> **OBJECTIVE**
Leave out the pictures and repeat exactly the lines from the one containing "Please point out the reed" through the final line of the listing below.
#####
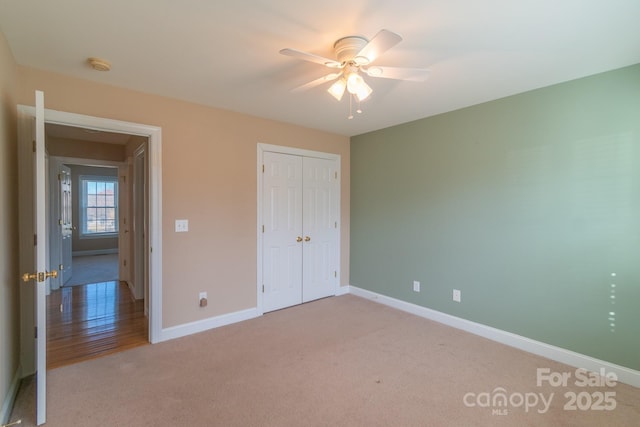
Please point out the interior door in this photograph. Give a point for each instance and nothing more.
(66, 224)
(282, 232)
(320, 213)
(39, 275)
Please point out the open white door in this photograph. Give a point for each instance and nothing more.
(39, 275)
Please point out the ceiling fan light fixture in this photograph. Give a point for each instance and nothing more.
(361, 60)
(358, 87)
(337, 89)
(374, 71)
(99, 64)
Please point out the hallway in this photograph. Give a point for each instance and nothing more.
(88, 321)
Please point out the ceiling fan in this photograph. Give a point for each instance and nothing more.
(354, 56)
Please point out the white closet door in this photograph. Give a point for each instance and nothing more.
(282, 237)
(319, 220)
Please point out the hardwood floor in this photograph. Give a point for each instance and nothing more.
(93, 320)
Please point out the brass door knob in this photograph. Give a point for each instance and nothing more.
(40, 277)
(29, 276)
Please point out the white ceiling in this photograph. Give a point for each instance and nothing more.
(225, 53)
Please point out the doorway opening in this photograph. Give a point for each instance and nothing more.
(96, 305)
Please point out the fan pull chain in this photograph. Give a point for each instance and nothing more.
(358, 110)
(350, 112)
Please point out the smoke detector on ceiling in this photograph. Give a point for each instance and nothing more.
(99, 64)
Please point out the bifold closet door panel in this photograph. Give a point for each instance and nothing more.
(282, 239)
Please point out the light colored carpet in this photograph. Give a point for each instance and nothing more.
(341, 361)
(94, 269)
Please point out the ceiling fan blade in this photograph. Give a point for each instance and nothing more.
(317, 82)
(306, 56)
(379, 44)
(398, 73)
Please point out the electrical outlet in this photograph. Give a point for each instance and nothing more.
(202, 299)
(182, 225)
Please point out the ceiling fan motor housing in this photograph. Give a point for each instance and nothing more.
(347, 48)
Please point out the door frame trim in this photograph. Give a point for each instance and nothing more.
(261, 149)
(154, 135)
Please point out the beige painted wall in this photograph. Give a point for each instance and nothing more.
(85, 150)
(208, 177)
(9, 291)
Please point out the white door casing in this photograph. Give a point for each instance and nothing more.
(298, 220)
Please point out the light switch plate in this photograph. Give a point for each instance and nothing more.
(182, 225)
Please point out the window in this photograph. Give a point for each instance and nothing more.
(99, 206)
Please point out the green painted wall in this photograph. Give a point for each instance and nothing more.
(529, 205)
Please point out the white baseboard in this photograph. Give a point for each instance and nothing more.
(342, 290)
(558, 354)
(96, 252)
(206, 324)
(7, 405)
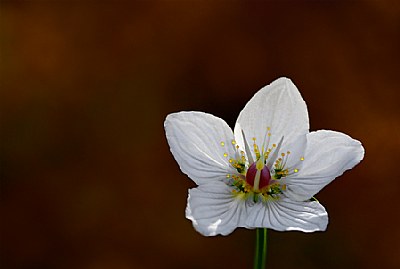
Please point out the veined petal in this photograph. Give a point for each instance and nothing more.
(201, 144)
(213, 209)
(288, 215)
(279, 106)
(327, 156)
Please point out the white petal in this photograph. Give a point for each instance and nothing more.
(278, 106)
(328, 155)
(213, 209)
(288, 215)
(195, 141)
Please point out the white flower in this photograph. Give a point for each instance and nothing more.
(265, 173)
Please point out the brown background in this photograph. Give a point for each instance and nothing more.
(87, 179)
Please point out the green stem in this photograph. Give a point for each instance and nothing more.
(261, 249)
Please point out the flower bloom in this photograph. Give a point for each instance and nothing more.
(266, 172)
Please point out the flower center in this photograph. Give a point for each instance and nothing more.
(259, 179)
(258, 176)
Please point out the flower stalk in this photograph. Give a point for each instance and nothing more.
(261, 248)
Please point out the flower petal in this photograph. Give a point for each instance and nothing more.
(288, 215)
(198, 142)
(279, 106)
(327, 156)
(213, 209)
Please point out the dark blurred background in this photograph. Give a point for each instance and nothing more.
(87, 179)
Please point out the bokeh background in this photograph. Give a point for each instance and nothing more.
(87, 179)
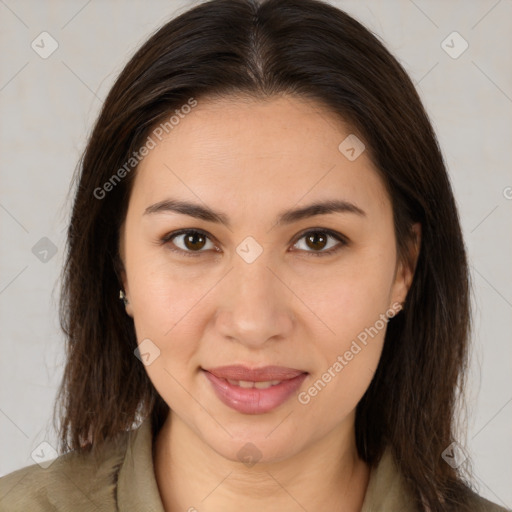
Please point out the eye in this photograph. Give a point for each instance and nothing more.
(190, 242)
(318, 239)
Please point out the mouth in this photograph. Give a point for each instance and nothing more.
(254, 391)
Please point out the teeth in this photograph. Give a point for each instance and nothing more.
(250, 384)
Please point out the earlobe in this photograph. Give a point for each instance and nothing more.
(407, 266)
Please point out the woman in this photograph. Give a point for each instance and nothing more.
(265, 193)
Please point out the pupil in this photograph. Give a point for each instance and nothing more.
(189, 240)
(315, 238)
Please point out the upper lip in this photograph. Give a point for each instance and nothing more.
(265, 373)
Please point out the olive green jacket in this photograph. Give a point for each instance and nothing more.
(122, 479)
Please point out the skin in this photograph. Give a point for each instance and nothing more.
(251, 160)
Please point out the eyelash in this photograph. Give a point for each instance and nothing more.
(337, 236)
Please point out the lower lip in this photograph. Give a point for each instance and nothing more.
(253, 400)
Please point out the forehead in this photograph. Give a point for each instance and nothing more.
(249, 152)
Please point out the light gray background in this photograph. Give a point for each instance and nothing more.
(47, 109)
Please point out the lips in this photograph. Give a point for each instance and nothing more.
(254, 391)
(266, 373)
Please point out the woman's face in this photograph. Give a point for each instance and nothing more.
(310, 293)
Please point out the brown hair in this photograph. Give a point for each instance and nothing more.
(309, 49)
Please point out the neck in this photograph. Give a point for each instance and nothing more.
(191, 476)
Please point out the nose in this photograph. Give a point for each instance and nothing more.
(255, 305)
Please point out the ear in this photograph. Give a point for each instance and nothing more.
(121, 273)
(406, 266)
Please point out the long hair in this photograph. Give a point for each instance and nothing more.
(261, 48)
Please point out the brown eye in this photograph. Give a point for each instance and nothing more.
(189, 242)
(317, 240)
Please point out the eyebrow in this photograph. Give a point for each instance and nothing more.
(285, 217)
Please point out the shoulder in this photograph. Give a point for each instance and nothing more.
(480, 504)
(73, 481)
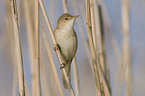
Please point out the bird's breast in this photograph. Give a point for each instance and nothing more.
(67, 39)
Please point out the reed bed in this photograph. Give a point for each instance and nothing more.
(90, 29)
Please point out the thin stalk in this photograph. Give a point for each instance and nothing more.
(30, 35)
(18, 49)
(45, 87)
(55, 44)
(37, 49)
(52, 64)
(126, 43)
(92, 49)
(76, 77)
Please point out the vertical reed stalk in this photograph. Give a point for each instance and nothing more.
(37, 49)
(52, 64)
(18, 49)
(30, 35)
(45, 86)
(92, 49)
(126, 44)
(76, 77)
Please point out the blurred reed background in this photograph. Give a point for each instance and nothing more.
(110, 56)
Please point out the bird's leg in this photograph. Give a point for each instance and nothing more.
(56, 47)
(62, 66)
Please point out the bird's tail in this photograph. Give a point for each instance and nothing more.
(68, 72)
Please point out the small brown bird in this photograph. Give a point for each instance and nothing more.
(67, 40)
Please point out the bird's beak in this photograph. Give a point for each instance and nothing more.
(76, 16)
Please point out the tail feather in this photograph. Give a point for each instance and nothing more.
(68, 72)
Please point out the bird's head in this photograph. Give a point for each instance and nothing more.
(66, 20)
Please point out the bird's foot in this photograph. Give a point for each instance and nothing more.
(56, 46)
(62, 66)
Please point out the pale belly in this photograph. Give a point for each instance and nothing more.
(68, 44)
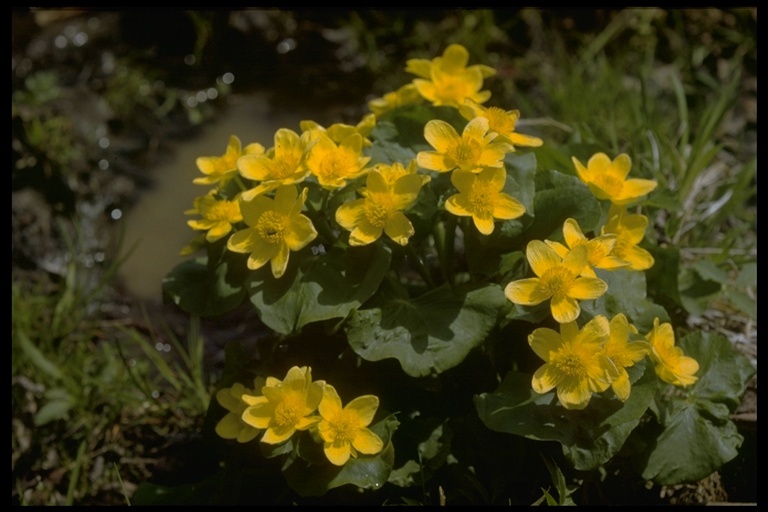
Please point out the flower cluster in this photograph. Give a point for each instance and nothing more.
(281, 408)
(580, 362)
(349, 185)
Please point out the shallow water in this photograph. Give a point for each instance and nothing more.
(157, 224)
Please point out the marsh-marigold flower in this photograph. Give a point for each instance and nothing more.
(345, 430)
(338, 132)
(220, 169)
(558, 279)
(629, 229)
(574, 363)
(608, 179)
(623, 353)
(333, 164)
(447, 80)
(672, 365)
(232, 426)
(283, 164)
(381, 208)
(599, 249)
(480, 197)
(471, 151)
(218, 215)
(287, 405)
(277, 227)
(502, 122)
#####
> **EXPECTED ANSWER**
Please point out the reed bed in this photograph. Give a point for each instance and nothing more.
(90, 29)
Please point out the thin stalk in this photograph. Give a point for each instance and nothing more.
(30, 35)
(18, 49)
(45, 87)
(55, 44)
(37, 49)
(52, 64)
(126, 43)
(92, 49)
(76, 77)
Please point out the vertical reed stalk in this photograph. Give a point for each instance and nothing more.
(37, 49)
(52, 64)
(18, 49)
(30, 35)
(45, 86)
(92, 49)
(126, 44)
(76, 77)
Please point out the blurred reed background in this photograph. Give a point for each instance and nothing more.
(110, 56)
Please point out the bird's leg in this photograph. Give a point for each instance and nothing more.
(56, 47)
(62, 66)
Please point out the bird's tail in this photograph. Give a point for each instance and nothing more.
(68, 72)
Please point out the small brown bird in this photograph. Give a point for each instance and nothing more.
(67, 40)
Please point out the bird's beak in this photograph. Give a point for each instance and nothing more.
(76, 16)
Please point out the tail feather in this photograph. Give a point for each instance and nothing more.
(68, 72)
Please point out the bird's head in this photograph. Give a point for each instance and nothing more.
(66, 20)
Please point out the bird's foot in this photograph. Give a point for each instance and nothing more.
(56, 46)
(62, 66)
Please point out the pale belly in this photograph. Give a point for each instance and nothing more.
(68, 44)
Please point out the flower cluster in this photograph. Give a point for each instance and nothing more.
(281, 408)
(580, 362)
(349, 185)
Please point out the shallow water in this photograph. Give a point for each instance and nothing more.
(157, 224)
Please point out the marsh-marigold flower in this photograph. Give a point for each instance and nothing more.
(345, 430)
(338, 132)
(220, 169)
(558, 279)
(629, 229)
(574, 363)
(608, 179)
(623, 353)
(333, 164)
(447, 80)
(672, 365)
(232, 426)
(283, 164)
(381, 208)
(599, 249)
(480, 197)
(471, 151)
(218, 215)
(287, 405)
(277, 227)
(502, 122)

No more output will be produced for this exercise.